**Aim of the exercise:** Please convert the rows below into a numbered list, leaving out any blank lines.

**Data:**
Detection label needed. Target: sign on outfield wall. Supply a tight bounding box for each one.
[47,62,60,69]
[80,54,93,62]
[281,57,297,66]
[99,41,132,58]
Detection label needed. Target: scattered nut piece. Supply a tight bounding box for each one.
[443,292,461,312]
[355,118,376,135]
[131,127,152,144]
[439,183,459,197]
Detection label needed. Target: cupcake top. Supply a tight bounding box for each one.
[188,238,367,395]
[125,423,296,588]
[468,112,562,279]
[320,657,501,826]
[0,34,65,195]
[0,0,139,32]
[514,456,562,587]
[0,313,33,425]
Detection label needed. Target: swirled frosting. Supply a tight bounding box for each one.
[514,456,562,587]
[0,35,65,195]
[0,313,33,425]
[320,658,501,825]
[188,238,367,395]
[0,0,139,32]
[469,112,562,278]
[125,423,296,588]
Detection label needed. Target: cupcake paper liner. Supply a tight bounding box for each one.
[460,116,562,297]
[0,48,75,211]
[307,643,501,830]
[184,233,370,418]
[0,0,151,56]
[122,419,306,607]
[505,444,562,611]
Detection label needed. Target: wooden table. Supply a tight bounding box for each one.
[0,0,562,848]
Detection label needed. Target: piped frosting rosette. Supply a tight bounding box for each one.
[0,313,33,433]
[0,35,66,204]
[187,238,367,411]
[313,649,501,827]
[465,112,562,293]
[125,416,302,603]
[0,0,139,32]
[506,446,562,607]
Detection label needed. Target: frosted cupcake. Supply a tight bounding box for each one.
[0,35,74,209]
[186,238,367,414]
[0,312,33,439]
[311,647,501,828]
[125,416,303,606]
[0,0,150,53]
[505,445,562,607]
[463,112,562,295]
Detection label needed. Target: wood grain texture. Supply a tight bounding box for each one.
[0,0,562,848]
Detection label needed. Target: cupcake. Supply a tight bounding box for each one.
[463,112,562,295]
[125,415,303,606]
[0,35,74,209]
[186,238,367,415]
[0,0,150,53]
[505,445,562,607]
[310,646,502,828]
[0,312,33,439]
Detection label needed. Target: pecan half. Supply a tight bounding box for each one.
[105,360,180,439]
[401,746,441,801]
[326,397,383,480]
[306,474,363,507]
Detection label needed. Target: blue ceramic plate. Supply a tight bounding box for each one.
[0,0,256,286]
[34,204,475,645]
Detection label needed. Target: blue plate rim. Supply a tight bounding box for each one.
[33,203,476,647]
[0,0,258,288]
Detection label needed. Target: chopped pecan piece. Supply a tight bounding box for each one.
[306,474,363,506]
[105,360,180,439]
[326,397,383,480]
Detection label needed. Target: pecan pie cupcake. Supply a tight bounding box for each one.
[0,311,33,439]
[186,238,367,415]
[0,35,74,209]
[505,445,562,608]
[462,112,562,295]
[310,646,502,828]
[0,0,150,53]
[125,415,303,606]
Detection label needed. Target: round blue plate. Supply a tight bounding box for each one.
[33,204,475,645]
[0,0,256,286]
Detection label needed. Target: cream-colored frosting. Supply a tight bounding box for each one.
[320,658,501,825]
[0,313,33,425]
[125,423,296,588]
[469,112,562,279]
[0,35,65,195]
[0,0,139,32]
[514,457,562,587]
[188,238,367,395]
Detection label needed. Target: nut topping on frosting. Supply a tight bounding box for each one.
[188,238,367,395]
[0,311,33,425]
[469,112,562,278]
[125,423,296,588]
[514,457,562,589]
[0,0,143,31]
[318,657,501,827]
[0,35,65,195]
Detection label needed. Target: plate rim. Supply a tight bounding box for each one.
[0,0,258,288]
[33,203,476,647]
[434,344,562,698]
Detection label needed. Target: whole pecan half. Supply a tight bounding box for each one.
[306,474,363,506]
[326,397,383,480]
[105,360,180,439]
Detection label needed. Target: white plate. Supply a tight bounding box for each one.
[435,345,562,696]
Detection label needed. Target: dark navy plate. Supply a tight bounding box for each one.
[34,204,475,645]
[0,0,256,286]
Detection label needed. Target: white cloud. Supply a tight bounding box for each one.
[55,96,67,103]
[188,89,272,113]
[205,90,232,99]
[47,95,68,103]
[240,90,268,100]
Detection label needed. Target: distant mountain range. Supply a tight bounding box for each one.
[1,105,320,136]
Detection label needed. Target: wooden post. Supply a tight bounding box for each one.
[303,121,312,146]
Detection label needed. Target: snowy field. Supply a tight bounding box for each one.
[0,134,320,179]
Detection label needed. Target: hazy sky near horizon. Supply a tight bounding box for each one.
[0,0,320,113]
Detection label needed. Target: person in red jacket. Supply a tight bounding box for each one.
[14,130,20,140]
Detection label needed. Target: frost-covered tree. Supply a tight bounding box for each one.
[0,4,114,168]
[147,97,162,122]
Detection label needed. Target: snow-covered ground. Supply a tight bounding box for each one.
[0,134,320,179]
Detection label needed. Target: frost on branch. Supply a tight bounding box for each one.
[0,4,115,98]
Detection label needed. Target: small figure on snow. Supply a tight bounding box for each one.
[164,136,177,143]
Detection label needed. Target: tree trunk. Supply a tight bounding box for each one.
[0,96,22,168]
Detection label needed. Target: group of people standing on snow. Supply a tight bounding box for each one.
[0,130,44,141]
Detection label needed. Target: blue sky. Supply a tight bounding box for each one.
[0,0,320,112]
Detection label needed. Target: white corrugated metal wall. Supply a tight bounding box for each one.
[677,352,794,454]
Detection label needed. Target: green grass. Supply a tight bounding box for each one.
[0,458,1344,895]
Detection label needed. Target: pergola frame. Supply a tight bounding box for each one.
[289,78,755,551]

**Finished exercise:**
1. Detection label needed. Target: sign on outfield wall. Supply a tight bounding box for each one.
2. [47,62,60,69]
3. [80,54,93,62]
4. [281,57,297,66]
5. [99,41,132,58]
6. Detection label needed. Target: scattered nut piece. Supply a tight bounding box for each one.
7. [443,292,461,312]
8. [355,118,376,135]
9. [131,127,152,144]
10. [439,183,459,197]
11. Detection label needed. Target: cupcake top. Supply a tight bounding box for each one.
12. [188,238,367,395]
13. [125,423,296,588]
14. [468,112,562,279]
15. [320,657,501,826]
16. [0,34,65,195]
17. [0,0,139,32]
18. [514,456,562,587]
19. [0,313,33,425]
20. Detection label needed. Target: swirled frosting. Supply a tight bounding box for each one.
21. [514,456,562,587]
22. [0,35,65,195]
23. [0,313,33,425]
24. [320,658,501,825]
25. [188,238,367,395]
26. [0,0,139,32]
27. [469,112,562,278]
28. [125,423,296,588]
29. Detection label needed. Target: cupcake paper liner. Supply a tight bounding box for each one.
30. [460,116,562,297]
31. [0,48,75,211]
32. [307,643,501,830]
33. [184,233,370,418]
34. [0,0,151,56]
35. [122,419,306,607]
36. [505,444,562,611]
37. Detection label needed. Target: wooden table. Supply a tight bounding box for each one.
38. [0,0,562,848]
39. Detection label needed. Target: piped frosting rosette. Supply a tight bounding box for each one.
40. [0,313,33,433]
41. [0,35,66,204]
42. [187,238,367,411]
43. [313,649,501,827]
44. [465,112,562,293]
45. [125,416,302,603]
46. [0,0,139,32]
47. [506,446,562,607]
48. Detection label needed. Target: frosted cupcake. Supply a tight bounding box for each one.
49. [0,35,74,209]
50. [186,238,367,414]
51. [0,312,33,439]
52. [311,647,501,828]
53. [125,416,303,606]
54. [0,0,150,53]
55. [505,445,562,607]
56. [463,112,562,295]
57. Detection label needed. Target: wood grain texture. Supply a tight bounding box for each one.
58. [0,0,562,848]
59. Detection label needed. Target: cupcake. Supply a tight bounding box for each one.
60. [463,112,562,295]
61. [125,415,303,606]
62. [0,35,74,209]
63. [186,238,367,415]
64. [0,0,150,53]
65. [505,445,562,607]
66. [310,646,502,828]
67. [0,312,33,439]
68. Detection label needed. Target: pecan half. Supply a tight bounding box for each one.
69. [105,360,180,439]
70. [401,746,441,801]
71. [326,397,383,480]
72. [306,474,363,507]
73. Detection label needed. Target: blue ceramic plate. Supply a tight bounding box for each one.
74. [0,0,256,286]
75. [34,204,475,645]
76. Detection label needed. Target: blue plate rim. Supply a tight bounding box for each one.
77. [33,203,476,647]
78. [0,0,258,288]
79. Detection label needed. Target: chopped pecan piece. Supply a tight bounding box for each one.
80. [306,474,363,506]
81. [105,360,180,439]
82. [326,397,383,480]
83. Detection label needed. Target: pecan pie cupcake. Supply a tight bounding box for each one.
84. [0,311,33,439]
85. [186,238,367,415]
86. [0,35,74,209]
87. [505,445,562,608]
88. [462,112,562,295]
89. [310,646,502,828]
90. [0,0,150,53]
91. [125,415,303,606]
92. Detection label needed. Target: round blue plate. Supply a tight bounding box for each one.
93. [33,204,475,645]
94. [0,0,256,286]
95. Detection label needed. Target: cream-colored frosting. Supply a tight bounding box for each one.
96. [320,658,501,825]
97. [0,313,33,425]
98. [125,423,296,588]
99. [469,112,562,279]
100. [0,35,65,195]
101. [0,0,139,32]
102. [514,457,562,587]
103. [188,238,367,395]
104. Detection label needed. Target: nut topping on frosting. Supply a tight bounding box for each one.
105. [188,238,367,395]
106. [0,311,33,425]
107. [469,112,562,278]
108. [125,423,296,588]
109. [514,457,562,589]
110. [0,0,143,31]
111. [318,657,501,827]
112. [0,35,65,195]
113. Detection label needed. Target: plate rim. Supply a tight bounding box for each one.
114. [0,0,258,288]
115. [33,203,476,647]
116. [434,344,562,698]
117. Detection label needed. Target: whole pecan half. Supply a tight bounding box for each one.
118. [306,474,363,506]
119. [326,397,383,480]
120. [105,360,180,439]
121. Detection label needed. Target: white plate. Supply a tight bounding box for each one.
122. [435,345,562,696]
123. Detection label needed. Target: dark navy plate. Supply a tight bounding box for each one.
124. [34,204,475,645]
125. [0,0,256,286]
126. Detection label needed. Target: white cloud. Supply a tight bounding box for each one.
127. [55,96,67,103]
128. [188,89,272,113]
129. [205,90,232,99]
130. [47,95,68,103]
131. [240,90,268,100]
132. Detection label needed. Target: distant mountain range. Supply a tight bounding box for each one.
133. [1,105,320,136]
134. Detection label needed. Target: wooden post. Supply a tight bounding box for each one.
135. [303,121,312,146]
136. Detection label needed. Target: snowy field. Supply a tight bounding box for each one.
137. [0,134,320,179]
138. Detection label needed. Target: hazy sky near horizon. Supply a tight bounding box for each one.
139. [0,0,320,113]
140. Detection label needed. Target: person in red jacket. Supply a tight bounding box for each one.
141. [14,130,20,140]
142. Detection label needed. Target: frost-covered tree. Supply a tight bounding box for each one.
143. [0,4,114,168]
144. [147,97,162,122]
145. Detection label needed. Target: snow-covered ground. Supply a tight bounding box for each one.
146. [0,134,320,179]
147. Detection label needed. Target: frost on branch. Supply a tight bounding box for each one.
148. [0,4,115,98]
149. Detection label needed. Target: small figure on snow. Supply a tight bounding box for each one.
150. [164,136,177,143]
151. Detection label needed. Target: tree trunk. Supply a tight bounding box for each one.
152. [0,96,22,168]
153. Detection label needed. Target: group of people standing on snow. Supply a tight bounding box for each one.
154. [0,130,44,141]
155. Detection label needed. Target: blue sky. Supply a tight bounding box for each one.
156. [0,0,320,112]
157. Detection label needed. Target: white corrugated metal wall. Supply a tight bounding box for each one.
158. [677,352,794,454]
159. Detection label needed. Target: green grass. Supply a tight bounding box for each one.
160. [0,458,1344,895]
161. Detection label needed. Target: pergola frame. Supply a tight bounding box for each one.
162. [289,78,755,551]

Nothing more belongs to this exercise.